• [EXCERPTED TEXT]
DETAILED DESCRIPTION OF THE PREFERRED EMBODIMENTS
[0019] In the following description of preferred embodiments,
reference is made to the accompanying drawings where it is shown by
way of illustration specific embodiments in which the invention can
be practiced. It is to be understood that other embodiments can be
used and structural changes can be made without departing from the
scope of the embodiments of this invention.
[0020] Embodiments of the invention relate to using a combination
of touch sensor output and motion sensor output to determine if an
input event has occurred at an input area. Devices that utilize
this combination of sensors for detecting input can be configured
to be smaller, more durable and stronger than those with mechanical
input devices. Touch sensors and motion sensors generally occupy
less space than mechanical input devices due to a lack of moving
parts, and can operate from inside of a device housing, reducing
the need for openings to be created in the housing, which can lead
to structural weakness, and reducing entryways for external
contaminants, which can lead to input device failure.
[0021] Although some embodiments of this invention may be described
and illustrated herein in terms of handheld computing devices, it
should be understood that embodiments of this invention are not so
limited, but are generally applicable to any device, system or
platform, configured for receiving touch input, that moves, even to
a small degree, when tapped. Further, although some embodiments of
this invention may be described and illustrated herein in terms of
a tap causing the requisite type of movement to trigger a touch and
motion based input event, it should be understood that embodiments
of this invention are not so limited, but are generally applicable
to any type of touch input (e.g., tap and hold, press, etc.) that
causes the device to move in a predictable manner that can be
identified through motion analysis.
[0022] FIG. 1 illustrates handheld computing device 100 configured
with touch and motion sensitive input areas. In the embodiment
illustrated in FIG. 1, handheld computing device 100 includes
display 110 and touch and motion sensitive input areas 120, 130 and
140. Input area 120 can include a touch screen input device, and
input areas 130 and 140 can include touch sensitive surfaces of the
device housing. Handheld computing device 100 can also include one
or more motion sensors (not shown) inside the housing. The general
shape of handheld computing device 100 is not intended to be
limiting in any manner, and is depicted in a box-like fashion for
ease of illustration. It should be appreciated that handheld
computing device 100 can take any suitable shape and size, with
different dimensions and roundedness for example, and that touch
and motion sensitive input areas can be located in any suitable
location on handheld computing device 100.
[0023] The touch and motion sensitive input areas enable handheld
computing device 100 to detect a particular input event (e.g., a
button press) when a touch sensor detects a touch at a particular
input area at around the same time as a motion sensor detects a
change in motion. Based on the amount and nature of the motion
detected, this can indicate that a user has tapped the input area
rather than merely touched it, indicating an intent to cause the
particular input event at the input area.
[0024] FIG. 2 illustrates a process in which handheld computing
device 100 can determine whether a touch and motion activated input
event has occurred. In the embodiment illustrated in FIG. 2,
handheld computing device 100 includes touch sensor 210, motion
sensor 220 and controller 200. When an object touches, or comes in
close proximity to, a particular input area, touch sensor 210 can
be configured to output (block 230) a signal to controller 200
indicating a touch condition. When handheld computing device 100 is
moved, motion sensor 220 can be configured to output (block 240) a
signal to controller 200 indicating a change in motion condition.

• [RECORDS SHOWN]
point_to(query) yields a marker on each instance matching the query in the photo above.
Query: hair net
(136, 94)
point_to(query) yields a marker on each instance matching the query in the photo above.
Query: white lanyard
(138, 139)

• [TO BE DONE] Write what comes next in the patent text on touch and motion sensitive input areas, starting right after its last sentence.

• [REPLY]
Upon receiving the touch and motion output, controller 200 can
determine (block 250) whether an input event occurred at the
particular input area based on the nature of the detected touch and
the detected change in motion. If an input event is determined to
have occurred, controller 200 can output (block 260) a signal
indicating that an input event occurred at the particular input
area. The output signal can be directed to a host processor of
handheld computing device 100, for example, which can implement a
function associated with the particular input area in response to
the input event.
[0025] This embodiment can be particularly advantageous when touch
sensor 210 is a non-display touch sensitive surface. In this
manner, controller 200 ignores touches but recognizes taps at a
particular touch and motion sensitive input area, which avoids
incidental contact with the touch and motion sensitive input area
from being recognized as an input event.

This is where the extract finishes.